#### [Supplied data]
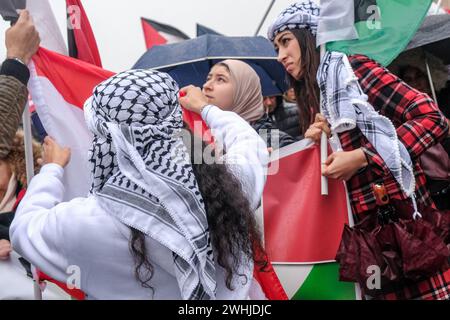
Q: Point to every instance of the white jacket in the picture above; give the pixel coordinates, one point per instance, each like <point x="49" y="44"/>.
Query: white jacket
<point x="79" y="243"/>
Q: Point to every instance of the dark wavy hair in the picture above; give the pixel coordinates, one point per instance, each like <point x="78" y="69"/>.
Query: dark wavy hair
<point x="234" y="232"/>
<point x="306" y="88"/>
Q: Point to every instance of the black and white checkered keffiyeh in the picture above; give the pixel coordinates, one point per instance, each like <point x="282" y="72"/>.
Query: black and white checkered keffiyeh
<point x="141" y="172"/>
<point x="345" y="106"/>
<point x="301" y="15"/>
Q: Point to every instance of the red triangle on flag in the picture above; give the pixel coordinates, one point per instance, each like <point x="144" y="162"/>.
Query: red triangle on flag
<point x="301" y="225"/>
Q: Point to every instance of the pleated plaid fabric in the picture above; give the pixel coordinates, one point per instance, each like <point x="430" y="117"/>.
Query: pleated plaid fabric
<point x="419" y="125"/>
<point x="141" y="172"/>
<point x="301" y="15"/>
<point x="345" y="106"/>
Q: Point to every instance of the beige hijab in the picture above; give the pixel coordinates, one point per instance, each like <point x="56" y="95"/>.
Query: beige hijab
<point x="248" y="99"/>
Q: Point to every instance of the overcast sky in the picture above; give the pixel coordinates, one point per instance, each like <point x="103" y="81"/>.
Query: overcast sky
<point x="118" y="30"/>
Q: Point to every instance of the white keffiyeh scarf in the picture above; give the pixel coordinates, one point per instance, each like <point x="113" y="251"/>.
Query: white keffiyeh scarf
<point x="141" y="172"/>
<point x="345" y="106"/>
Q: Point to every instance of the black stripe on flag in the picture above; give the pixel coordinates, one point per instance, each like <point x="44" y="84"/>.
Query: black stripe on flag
<point x="362" y="9"/>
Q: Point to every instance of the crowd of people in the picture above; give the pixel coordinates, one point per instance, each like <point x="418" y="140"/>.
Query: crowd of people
<point x="159" y="225"/>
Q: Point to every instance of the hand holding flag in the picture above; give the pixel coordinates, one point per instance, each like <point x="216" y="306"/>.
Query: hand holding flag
<point x="22" y="40"/>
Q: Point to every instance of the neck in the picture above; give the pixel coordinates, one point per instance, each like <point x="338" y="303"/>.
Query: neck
<point x="2" y="194"/>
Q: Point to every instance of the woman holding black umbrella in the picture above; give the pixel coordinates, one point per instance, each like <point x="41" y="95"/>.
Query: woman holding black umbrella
<point x="382" y="127"/>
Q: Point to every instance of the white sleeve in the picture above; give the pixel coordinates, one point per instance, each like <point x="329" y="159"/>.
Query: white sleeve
<point x="246" y="153"/>
<point x="36" y="231"/>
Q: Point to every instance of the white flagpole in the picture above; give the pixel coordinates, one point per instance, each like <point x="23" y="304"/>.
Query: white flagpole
<point x="323" y="142"/>
<point x="29" y="161"/>
<point x="430" y="79"/>
<point x="324" y="138"/>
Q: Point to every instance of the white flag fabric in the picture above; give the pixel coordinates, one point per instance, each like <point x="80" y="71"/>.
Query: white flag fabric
<point x="59" y="86"/>
<point x="45" y="21"/>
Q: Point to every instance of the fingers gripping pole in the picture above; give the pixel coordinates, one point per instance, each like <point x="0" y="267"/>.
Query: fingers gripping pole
<point x="29" y="161"/>
<point x="323" y="143"/>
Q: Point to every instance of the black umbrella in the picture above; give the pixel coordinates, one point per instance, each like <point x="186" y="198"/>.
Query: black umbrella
<point x="8" y="9"/>
<point x="434" y="36"/>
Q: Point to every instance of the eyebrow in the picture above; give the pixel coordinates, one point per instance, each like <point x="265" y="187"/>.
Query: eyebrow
<point x="220" y="74"/>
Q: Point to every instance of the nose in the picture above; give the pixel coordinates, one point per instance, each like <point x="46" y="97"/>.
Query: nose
<point x="281" y="55"/>
<point x="207" y="86"/>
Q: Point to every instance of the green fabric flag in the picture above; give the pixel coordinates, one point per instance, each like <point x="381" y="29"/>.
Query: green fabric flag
<point x="322" y="283"/>
<point x="384" y="28"/>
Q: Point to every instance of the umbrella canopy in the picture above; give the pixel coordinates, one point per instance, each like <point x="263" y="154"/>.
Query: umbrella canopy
<point x="434" y="37"/>
<point x="189" y="62"/>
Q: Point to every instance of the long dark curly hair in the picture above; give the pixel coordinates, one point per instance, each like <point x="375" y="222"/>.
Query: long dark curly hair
<point x="234" y="232"/>
<point x="306" y="88"/>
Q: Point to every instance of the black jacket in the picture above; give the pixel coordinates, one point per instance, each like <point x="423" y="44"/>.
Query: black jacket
<point x="273" y="137"/>
<point x="286" y="118"/>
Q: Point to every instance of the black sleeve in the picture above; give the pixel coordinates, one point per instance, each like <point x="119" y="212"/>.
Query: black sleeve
<point x="11" y="67"/>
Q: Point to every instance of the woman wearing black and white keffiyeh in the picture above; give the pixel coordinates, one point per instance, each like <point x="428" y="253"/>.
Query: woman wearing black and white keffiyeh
<point x="156" y="225"/>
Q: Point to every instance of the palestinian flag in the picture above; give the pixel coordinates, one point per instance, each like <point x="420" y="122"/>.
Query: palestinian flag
<point x="157" y="33"/>
<point x="82" y="44"/>
<point x="302" y="228"/>
<point x="379" y="29"/>
<point x="8" y="9"/>
<point x="59" y="86"/>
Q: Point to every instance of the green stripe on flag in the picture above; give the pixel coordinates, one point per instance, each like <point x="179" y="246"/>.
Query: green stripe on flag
<point x="323" y="283"/>
<point x="398" y="22"/>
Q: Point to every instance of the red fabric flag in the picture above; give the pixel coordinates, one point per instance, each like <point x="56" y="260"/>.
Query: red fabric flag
<point x="300" y="225"/>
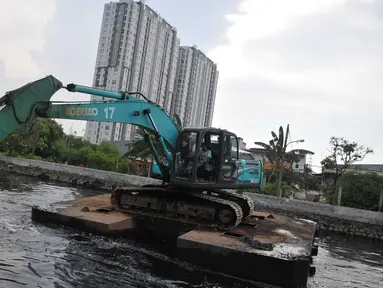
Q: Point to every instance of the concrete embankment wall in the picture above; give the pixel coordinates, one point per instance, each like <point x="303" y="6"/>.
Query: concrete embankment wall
<point x="333" y="218"/>
<point x="346" y="220"/>
<point x="73" y="175"/>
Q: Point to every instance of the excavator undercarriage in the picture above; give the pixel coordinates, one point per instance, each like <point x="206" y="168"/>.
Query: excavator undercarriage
<point x="218" y="209"/>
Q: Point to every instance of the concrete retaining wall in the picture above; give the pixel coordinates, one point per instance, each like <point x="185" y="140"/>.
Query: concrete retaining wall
<point x="72" y="174"/>
<point x="350" y="221"/>
<point x="333" y="218"/>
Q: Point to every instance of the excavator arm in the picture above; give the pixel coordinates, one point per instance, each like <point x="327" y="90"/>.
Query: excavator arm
<point x="33" y="100"/>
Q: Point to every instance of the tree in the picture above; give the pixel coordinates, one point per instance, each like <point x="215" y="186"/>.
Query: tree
<point x="343" y="154"/>
<point x="276" y="154"/>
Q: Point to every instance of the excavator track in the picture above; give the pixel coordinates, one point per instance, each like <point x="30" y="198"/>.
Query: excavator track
<point x="245" y="202"/>
<point x="189" y="207"/>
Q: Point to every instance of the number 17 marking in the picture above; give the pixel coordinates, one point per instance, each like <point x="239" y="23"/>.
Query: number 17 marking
<point x="109" y="111"/>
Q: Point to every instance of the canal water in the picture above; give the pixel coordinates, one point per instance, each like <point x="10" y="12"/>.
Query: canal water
<point x="33" y="255"/>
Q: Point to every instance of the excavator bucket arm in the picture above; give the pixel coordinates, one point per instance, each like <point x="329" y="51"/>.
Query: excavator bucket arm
<point x="17" y="106"/>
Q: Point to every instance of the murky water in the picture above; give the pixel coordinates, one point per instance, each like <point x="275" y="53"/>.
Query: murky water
<point x="33" y="255"/>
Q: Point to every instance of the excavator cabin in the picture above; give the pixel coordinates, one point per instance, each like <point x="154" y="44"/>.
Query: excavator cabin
<point x="205" y="158"/>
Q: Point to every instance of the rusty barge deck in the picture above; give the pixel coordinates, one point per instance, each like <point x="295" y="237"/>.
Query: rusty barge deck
<point x="267" y="248"/>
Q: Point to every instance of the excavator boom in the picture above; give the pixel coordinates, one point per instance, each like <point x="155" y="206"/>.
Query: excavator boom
<point x="189" y="199"/>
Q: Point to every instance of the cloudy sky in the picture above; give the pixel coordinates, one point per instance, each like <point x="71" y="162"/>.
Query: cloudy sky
<point x="316" y="65"/>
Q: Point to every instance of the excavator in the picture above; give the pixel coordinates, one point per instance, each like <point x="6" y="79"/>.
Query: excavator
<point x="196" y="189"/>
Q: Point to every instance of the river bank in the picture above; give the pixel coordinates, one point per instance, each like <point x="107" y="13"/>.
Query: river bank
<point x="330" y="218"/>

#### [Exercise aim]
Repeat only the stretch of lines that opens with the line containing "Q: Point to every instance of the cloudy" and closes with the final line of the entries, both included, exactly as written.

#### [Finished exercise]
Q: Point to every instance of the cloudy sky in the picture above; give the pixel coordinates, one point per instance, each like <point x="71" y="162"/>.
Query: cloudy sky
<point x="316" y="65"/>
Q: Point to every instance of the excavator in the picture above; give the pixel coordinates, one point per instance, each like <point x="6" y="79"/>.
Query: excavator
<point x="196" y="189"/>
Q: Point to every instance of the river bank in the picture above; give the pixel coordinates, one point per instance, each like <point x="107" y="13"/>.
Query: river bank
<point x="330" y="218"/>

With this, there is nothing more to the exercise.